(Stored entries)
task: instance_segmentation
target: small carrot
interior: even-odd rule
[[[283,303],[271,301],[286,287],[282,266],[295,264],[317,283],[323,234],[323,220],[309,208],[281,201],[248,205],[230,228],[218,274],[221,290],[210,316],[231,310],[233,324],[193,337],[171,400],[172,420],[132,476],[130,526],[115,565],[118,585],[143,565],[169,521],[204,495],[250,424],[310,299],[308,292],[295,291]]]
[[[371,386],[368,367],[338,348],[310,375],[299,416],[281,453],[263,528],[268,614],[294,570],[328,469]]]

PROBLEM TO WORK ON: Rewrite the entries above, replacing "small carrot" with "baby carrot" and leaving everything else unchanged.

RESULT BELOW:
task: instance_segmentation
target: baby carrot
interior: even-odd rule
[[[283,303],[271,301],[286,287],[282,266],[295,264],[317,283],[323,234],[323,220],[309,208],[281,201],[248,205],[230,228],[218,274],[221,290],[210,316],[231,310],[233,324],[193,337],[171,400],[172,420],[132,476],[130,526],[115,565],[118,585],[143,565],[169,521],[204,495],[250,424],[310,299],[308,292],[295,291]]]
[[[371,386],[368,367],[338,348],[310,375],[299,416],[281,453],[263,528],[268,614],[294,570],[328,469]]]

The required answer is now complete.